**Work item:** Each entry below is to be written out exactly, and the pictures are to be left out.

[Point localization data]
* * *

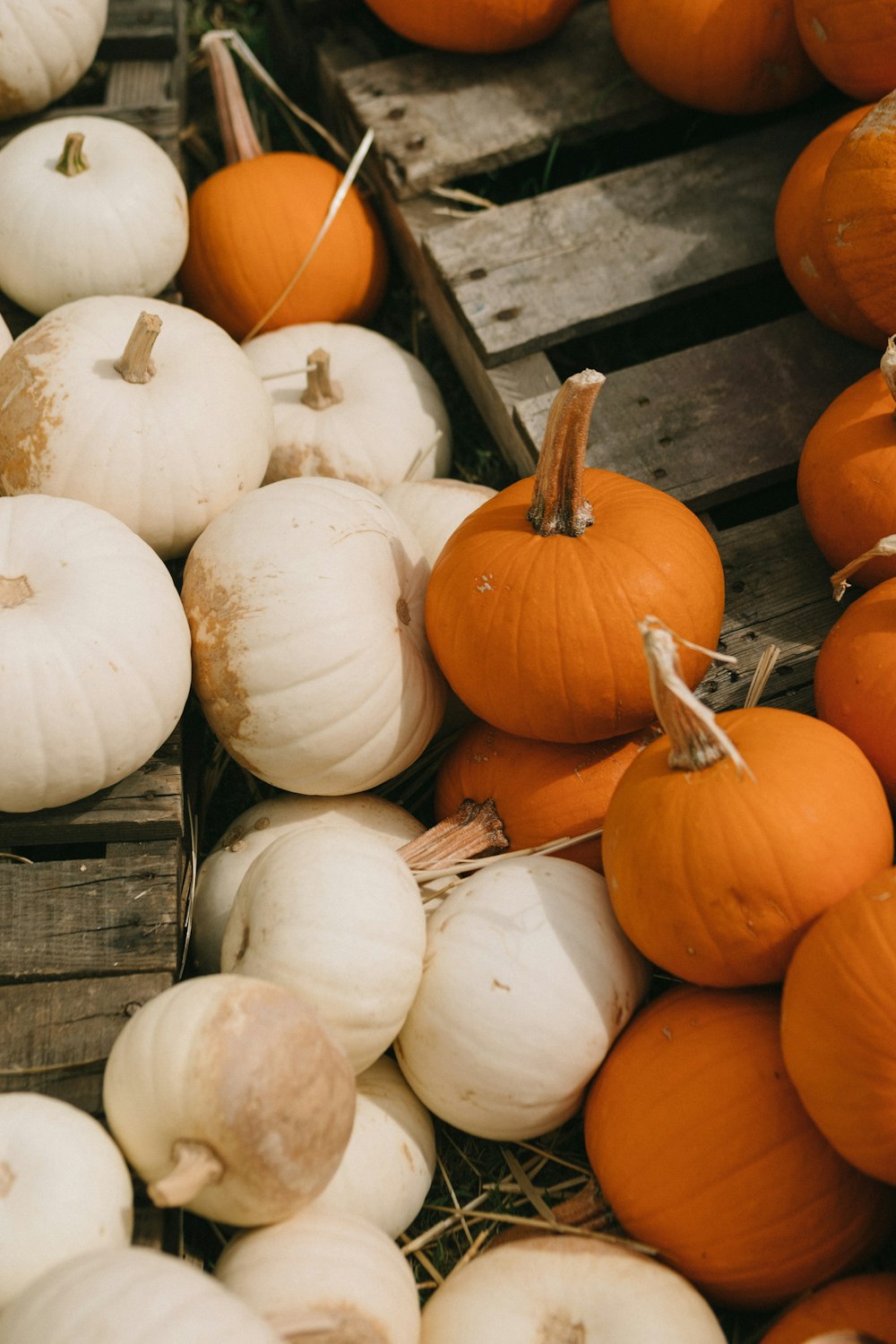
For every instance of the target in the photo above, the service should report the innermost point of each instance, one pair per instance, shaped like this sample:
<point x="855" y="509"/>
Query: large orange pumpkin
<point x="839" y="1024"/>
<point x="476" y="26"/>
<point x="716" y="56"/>
<point x="704" y="1150"/>
<point x="726" y="838"/>
<point x="533" y="605"/>
<point x="799" y="239"/>
<point x="852" y="42"/>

* * *

**Solution for this exercise:**
For every instance of the target in the photo above, the service should report the innermost point of each instance, one pair per instance, shaped like this sample:
<point x="855" y="509"/>
Query: large orange pumpkin
<point x="839" y="1024"/>
<point x="476" y="26"/>
<point x="716" y="56"/>
<point x="704" y="1150"/>
<point x="726" y="838"/>
<point x="533" y="605"/>
<point x="799" y="239"/>
<point x="852" y="42"/>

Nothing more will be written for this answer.